** LISTED RECORDS **
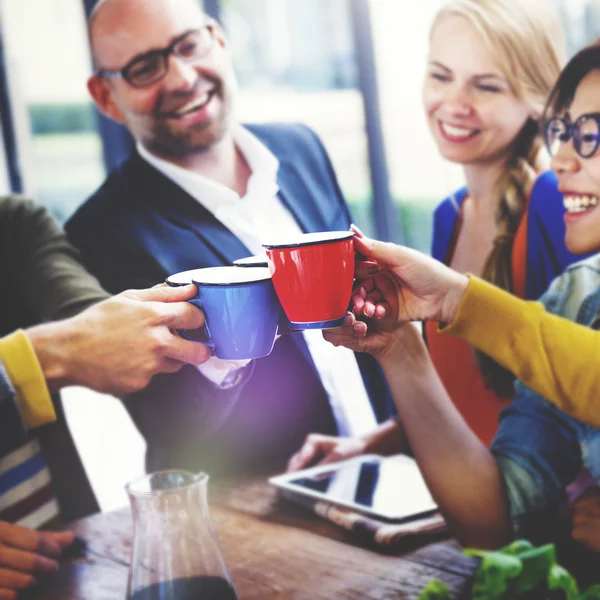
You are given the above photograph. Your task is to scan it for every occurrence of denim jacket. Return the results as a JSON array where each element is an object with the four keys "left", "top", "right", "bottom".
[{"left": 491, "top": 254, "right": 600, "bottom": 538}]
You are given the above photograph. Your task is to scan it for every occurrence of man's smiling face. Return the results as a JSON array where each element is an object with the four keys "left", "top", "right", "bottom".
[{"left": 88, "top": 0, "right": 236, "bottom": 159}]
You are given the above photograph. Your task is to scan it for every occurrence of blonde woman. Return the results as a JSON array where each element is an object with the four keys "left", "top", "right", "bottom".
[
  {"left": 288, "top": 0, "right": 581, "bottom": 470},
  {"left": 423, "top": 0, "right": 581, "bottom": 444}
]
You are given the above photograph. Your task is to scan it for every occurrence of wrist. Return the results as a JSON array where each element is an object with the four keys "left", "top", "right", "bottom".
[
  {"left": 26, "top": 321, "right": 74, "bottom": 391},
  {"left": 438, "top": 271, "right": 469, "bottom": 323},
  {"left": 377, "top": 323, "right": 429, "bottom": 371}
]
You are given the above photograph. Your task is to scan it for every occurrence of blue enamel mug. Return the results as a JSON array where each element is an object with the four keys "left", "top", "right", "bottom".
[{"left": 166, "top": 266, "right": 282, "bottom": 360}]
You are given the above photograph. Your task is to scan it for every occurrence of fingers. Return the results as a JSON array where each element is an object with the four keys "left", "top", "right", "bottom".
[
  {"left": 154, "top": 302, "right": 204, "bottom": 329},
  {"left": 286, "top": 433, "right": 337, "bottom": 472},
  {"left": 0, "top": 521, "right": 62, "bottom": 558},
  {"left": 0, "top": 546, "right": 58, "bottom": 573},
  {"left": 354, "top": 260, "right": 381, "bottom": 280},
  {"left": 0, "top": 568, "right": 36, "bottom": 598},
  {"left": 44, "top": 531, "right": 75, "bottom": 550},
  {"left": 119, "top": 284, "right": 198, "bottom": 302},
  {"left": 163, "top": 334, "right": 212, "bottom": 366}
]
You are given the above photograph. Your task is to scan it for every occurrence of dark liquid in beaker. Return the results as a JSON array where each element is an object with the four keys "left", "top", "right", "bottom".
[{"left": 129, "top": 576, "right": 237, "bottom": 600}]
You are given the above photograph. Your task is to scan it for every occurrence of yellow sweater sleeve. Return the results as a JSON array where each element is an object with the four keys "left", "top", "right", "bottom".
[
  {"left": 442, "top": 277, "right": 600, "bottom": 427},
  {"left": 0, "top": 330, "right": 56, "bottom": 429}
]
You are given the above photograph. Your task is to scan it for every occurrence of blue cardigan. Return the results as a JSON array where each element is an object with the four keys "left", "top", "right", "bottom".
[{"left": 431, "top": 171, "right": 589, "bottom": 300}]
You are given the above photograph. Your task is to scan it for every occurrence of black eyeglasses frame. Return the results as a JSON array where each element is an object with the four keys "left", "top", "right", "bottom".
[{"left": 95, "top": 21, "right": 216, "bottom": 89}]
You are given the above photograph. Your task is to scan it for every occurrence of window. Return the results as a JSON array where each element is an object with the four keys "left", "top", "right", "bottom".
[
  {"left": 222, "top": 0, "right": 373, "bottom": 232},
  {"left": 371, "top": 0, "right": 463, "bottom": 252},
  {"left": 0, "top": 0, "right": 104, "bottom": 220}
]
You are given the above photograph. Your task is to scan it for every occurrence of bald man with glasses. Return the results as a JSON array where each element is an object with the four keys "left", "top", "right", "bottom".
[{"left": 67, "top": 0, "right": 391, "bottom": 475}]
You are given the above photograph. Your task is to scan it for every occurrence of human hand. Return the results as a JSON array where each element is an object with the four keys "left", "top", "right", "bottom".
[
  {"left": 352, "top": 225, "right": 468, "bottom": 330},
  {"left": 323, "top": 313, "right": 427, "bottom": 366},
  {"left": 286, "top": 433, "right": 366, "bottom": 472},
  {"left": 0, "top": 521, "right": 75, "bottom": 600},
  {"left": 26, "top": 285, "right": 211, "bottom": 394},
  {"left": 571, "top": 488, "right": 600, "bottom": 552}
]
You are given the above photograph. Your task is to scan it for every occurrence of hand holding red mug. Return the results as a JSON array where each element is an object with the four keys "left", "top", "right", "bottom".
[{"left": 351, "top": 225, "right": 469, "bottom": 331}]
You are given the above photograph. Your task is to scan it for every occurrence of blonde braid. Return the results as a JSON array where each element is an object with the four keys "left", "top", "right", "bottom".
[{"left": 475, "top": 119, "right": 544, "bottom": 396}]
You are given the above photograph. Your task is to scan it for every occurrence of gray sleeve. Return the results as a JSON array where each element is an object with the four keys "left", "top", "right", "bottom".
[{"left": 0, "top": 196, "right": 108, "bottom": 321}]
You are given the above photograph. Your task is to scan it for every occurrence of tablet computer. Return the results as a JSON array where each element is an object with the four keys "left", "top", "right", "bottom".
[{"left": 269, "top": 454, "right": 437, "bottom": 522}]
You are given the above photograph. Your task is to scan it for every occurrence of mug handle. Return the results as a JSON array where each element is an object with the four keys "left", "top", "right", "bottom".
[
  {"left": 177, "top": 296, "right": 215, "bottom": 354},
  {"left": 277, "top": 308, "right": 304, "bottom": 336}
]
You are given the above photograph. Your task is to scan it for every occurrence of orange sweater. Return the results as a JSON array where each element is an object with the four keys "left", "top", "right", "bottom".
[{"left": 425, "top": 213, "right": 527, "bottom": 446}]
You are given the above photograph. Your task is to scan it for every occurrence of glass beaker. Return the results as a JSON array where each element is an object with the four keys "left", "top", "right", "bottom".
[{"left": 125, "top": 471, "right": 237, "bottom": 600}]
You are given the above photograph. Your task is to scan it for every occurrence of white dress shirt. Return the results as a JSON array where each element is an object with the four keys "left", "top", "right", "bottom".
[{"left": 137, "top": 126, "right": 377, "bottom": 436}]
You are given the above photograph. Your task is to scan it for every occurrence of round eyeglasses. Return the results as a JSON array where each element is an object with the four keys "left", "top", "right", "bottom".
[
  {"left": 545, "top": 113, "right": 600, "bottom": 158},
  {"left": 96, "top": 22, "right": 215, "bottom": 88}
]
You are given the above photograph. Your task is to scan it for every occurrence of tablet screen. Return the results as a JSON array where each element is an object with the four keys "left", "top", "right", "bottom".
[{"left": 288, "top": 457, "right": 437, "bottom": 518}]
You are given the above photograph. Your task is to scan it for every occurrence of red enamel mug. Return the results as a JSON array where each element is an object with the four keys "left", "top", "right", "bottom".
[{"left": 263, "top": 231, "right": 354, "bottom": 329}]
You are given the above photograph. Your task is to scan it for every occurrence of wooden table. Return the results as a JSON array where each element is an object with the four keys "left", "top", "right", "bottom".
[{"left": 27, "top": 480, "right": 475, "bottom": 600}]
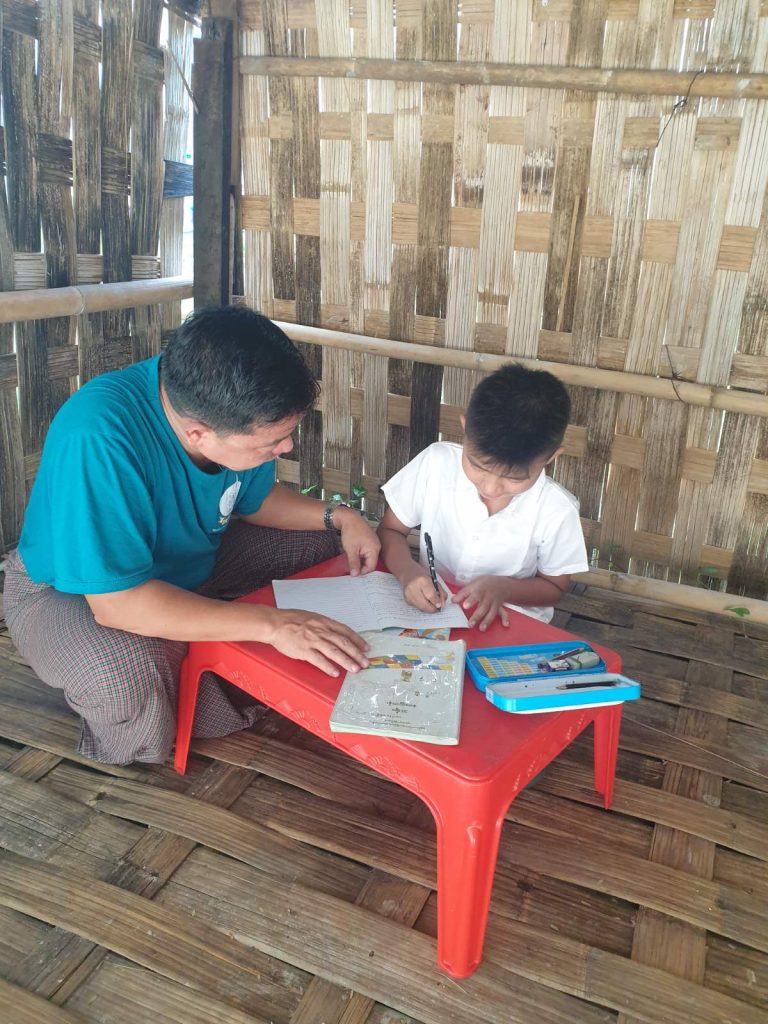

** WHAT THE TASK ASKS **
Report each line above that contains the word "black", copying every one in full.

** TASK OUTPUT **
You are given the above photograph. Your task is to scan it for every occurrence of black eyeglasses frame. Return the results as a JSON array where each element is an object with the four keys "left", "top", "right", "bottom".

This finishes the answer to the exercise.